Chief Nike Davies-Okundaye (born 1951), also known as Nike Okundaye, Nike Twins Seven Seven and Nike Olaniyi, is a Nigerian batik and adire textile designer. She is best known as an artist for her cloth work and embroidery pieces.
BACKGROUND
Nike Okundaye was born in 1951 in Ogidi, Kogi State, in North-Central Nigeria, and was brought up amidst the traditional weaving and dyeing as practised in her hometown. Her parents and great-grandmother were musicians and craftspeople, who specialized in the areas of cloth weaving, adire making, indigo dyeing and leather. She learned how to use the loom to produce cloth during the time she lived with her great-grandmother Ibitola (“Red Woman”). She spent part of her early life in Osogbo, Western Nigeria, modern-day Osun State. Growing up in Osogbo, which is recognized as a major centre for art and culture in Nigeria, young Nike was exposed to the indigo dyeing and adire production that dominated her informal training.
Over the past twenty years, Davies-Okundaye has given workshops on traditional Nigerian textiles to audiences in the United States and Europe. She had her first solo exhibition at the Goethe Institute, Lagos, in 1968. She is the founder and director of four art centres that offer free training to more than 150 young artists in visual, musical and performing arts, comprising more than 7,000 artworks.
Finding that the traditional methods of weaving and dyeing that had been her original inspiration were fading in Nigeria, Davies-Okundaye set about launching a revival of this aspect of Nigerian culture, building art centres offering free courses for young Nigerians to learn traditional arts and crafts. As art historian John Peffer states, “One thing shared by many of the latest generations of African artists in the diaspora – those who have been successful on the art circuit – is that their work critiques the very burden of representation that is also the condition of their visibility.” In her view, the traditional art of Adire Eleko is only possible because of a specific Nigerian heritage of passing knowledge from one generation to the next. In a video interview published by Nubia Africa, Okundaye states that “schools can only teach what they [art students] already know.” According to a CNBC Africa interview, she trained more than 3,000 young Nigerians for free and she continues to help by funding many poor to establish their small businesses and art workshops in different parts of Nigeria.

» ENTRIES SHOWN:
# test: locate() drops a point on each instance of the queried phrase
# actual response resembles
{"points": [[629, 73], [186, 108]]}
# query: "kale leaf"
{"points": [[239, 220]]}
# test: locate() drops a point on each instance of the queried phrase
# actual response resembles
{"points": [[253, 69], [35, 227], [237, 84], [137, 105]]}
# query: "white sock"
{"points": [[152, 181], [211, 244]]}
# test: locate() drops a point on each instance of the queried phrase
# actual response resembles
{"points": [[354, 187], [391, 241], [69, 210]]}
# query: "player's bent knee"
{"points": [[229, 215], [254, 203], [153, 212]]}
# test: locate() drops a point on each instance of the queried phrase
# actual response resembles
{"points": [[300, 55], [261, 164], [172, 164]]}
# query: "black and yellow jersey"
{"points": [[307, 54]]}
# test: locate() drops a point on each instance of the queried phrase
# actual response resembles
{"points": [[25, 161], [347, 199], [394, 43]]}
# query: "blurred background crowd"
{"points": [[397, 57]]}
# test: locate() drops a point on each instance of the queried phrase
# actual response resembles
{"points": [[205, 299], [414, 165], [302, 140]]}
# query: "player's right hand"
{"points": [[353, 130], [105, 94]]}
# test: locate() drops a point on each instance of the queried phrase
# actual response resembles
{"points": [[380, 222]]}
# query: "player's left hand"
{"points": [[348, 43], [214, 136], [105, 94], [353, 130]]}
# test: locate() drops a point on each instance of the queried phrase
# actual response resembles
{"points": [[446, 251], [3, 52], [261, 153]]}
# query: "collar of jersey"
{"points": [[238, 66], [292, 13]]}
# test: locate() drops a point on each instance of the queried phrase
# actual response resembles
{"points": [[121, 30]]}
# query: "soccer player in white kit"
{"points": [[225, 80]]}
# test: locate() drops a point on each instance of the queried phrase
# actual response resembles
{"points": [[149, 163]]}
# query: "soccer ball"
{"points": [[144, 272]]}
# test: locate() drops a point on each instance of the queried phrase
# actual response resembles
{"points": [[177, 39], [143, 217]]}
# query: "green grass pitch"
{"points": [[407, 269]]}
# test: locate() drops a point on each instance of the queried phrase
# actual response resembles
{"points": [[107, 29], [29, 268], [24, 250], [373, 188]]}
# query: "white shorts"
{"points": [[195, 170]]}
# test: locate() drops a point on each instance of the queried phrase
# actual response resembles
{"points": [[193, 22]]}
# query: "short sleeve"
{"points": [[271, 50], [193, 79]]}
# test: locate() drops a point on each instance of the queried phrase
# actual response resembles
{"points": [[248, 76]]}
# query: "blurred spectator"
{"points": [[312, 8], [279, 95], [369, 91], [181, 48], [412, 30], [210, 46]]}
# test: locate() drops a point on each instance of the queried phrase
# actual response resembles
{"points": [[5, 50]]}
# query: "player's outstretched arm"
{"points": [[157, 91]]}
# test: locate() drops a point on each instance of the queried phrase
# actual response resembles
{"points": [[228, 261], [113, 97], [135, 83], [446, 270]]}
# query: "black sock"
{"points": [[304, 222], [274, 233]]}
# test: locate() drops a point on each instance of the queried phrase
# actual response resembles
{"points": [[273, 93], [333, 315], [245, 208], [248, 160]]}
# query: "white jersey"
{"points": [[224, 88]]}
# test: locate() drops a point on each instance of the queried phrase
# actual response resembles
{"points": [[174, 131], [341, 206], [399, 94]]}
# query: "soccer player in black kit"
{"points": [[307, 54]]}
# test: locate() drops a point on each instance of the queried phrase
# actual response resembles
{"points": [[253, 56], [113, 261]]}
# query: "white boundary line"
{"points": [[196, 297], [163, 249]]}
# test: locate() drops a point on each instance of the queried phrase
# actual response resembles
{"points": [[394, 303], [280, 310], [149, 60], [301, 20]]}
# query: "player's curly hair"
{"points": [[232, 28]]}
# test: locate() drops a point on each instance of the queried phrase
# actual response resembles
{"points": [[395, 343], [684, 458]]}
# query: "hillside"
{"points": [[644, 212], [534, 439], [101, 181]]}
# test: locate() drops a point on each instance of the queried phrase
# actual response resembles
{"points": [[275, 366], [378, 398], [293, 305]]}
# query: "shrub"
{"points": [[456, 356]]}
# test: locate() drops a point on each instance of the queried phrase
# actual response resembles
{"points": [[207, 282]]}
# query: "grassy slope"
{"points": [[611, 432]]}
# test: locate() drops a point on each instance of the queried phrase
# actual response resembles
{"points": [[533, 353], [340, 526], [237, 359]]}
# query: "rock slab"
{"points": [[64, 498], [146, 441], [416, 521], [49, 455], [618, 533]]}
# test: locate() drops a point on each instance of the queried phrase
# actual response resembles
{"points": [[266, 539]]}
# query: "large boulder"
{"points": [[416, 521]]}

» PROBLEMS TO WORK ON:
A - According to the text on Nike Davies-Okundaye, where and in what year did she have her first solo exhibition?
B - Continue the text on Nike Davies-Okundaye, starting right after its final sentence.

» EXPECTED ANSWERS:
A - At the Goethe Institute, Lagos, in 1968.

B -
Davies-Okundaye’s adire and batik textiles use visual themes taken from Yoruba history and mythology, as well as visual themes inspired by her own life experiences and dreams. According to Kim Marie Vaz, folklore often intermingles with personal experiences to express disheartening subjects regarding female suffering. Folklore that Davies-Okundaye was exposed to through evening stories spoken by the village elder, addressing social issues centred on female suffrage, in which Davies-Okundaye uses folklore figures to express her concerts on the female suffering through her batiks that portraying the goddess Osun (i.e. “Mother of Africa”) communicating on ideologies and social norms placed females in constrained positions.
Davies-Okundaye strives to improve the lives of disadvantaged women in Nigeria through art. She teaches the unique techniques of indigo cloth dyeing (Adire) to rural women at her workshop in southwest Nigeria. She hopes to revive the centuries-old tradition and the lives of these women. Adire – that which is tied and dyed – is native to the Southwest region of Nigeria. Freehand dyeing is sometimes known as “Adire Eleko”. “Adire” refers to indigo dye, and “Eleko” refers to the boiled cassava, lime, and alum-resist technique used to create patterns. There is a strong tendency to keep dyeing recipes and methods secret from inquisitive outsiders. Davies-Okundaye chooses to continuously reference adire patterns in her artwork because adire is a women’s art and was taught to her by her mother. Adire pattern motifs were traditionally handed down from mother to daughter, and the designs themselves virtually have not changed in form over time.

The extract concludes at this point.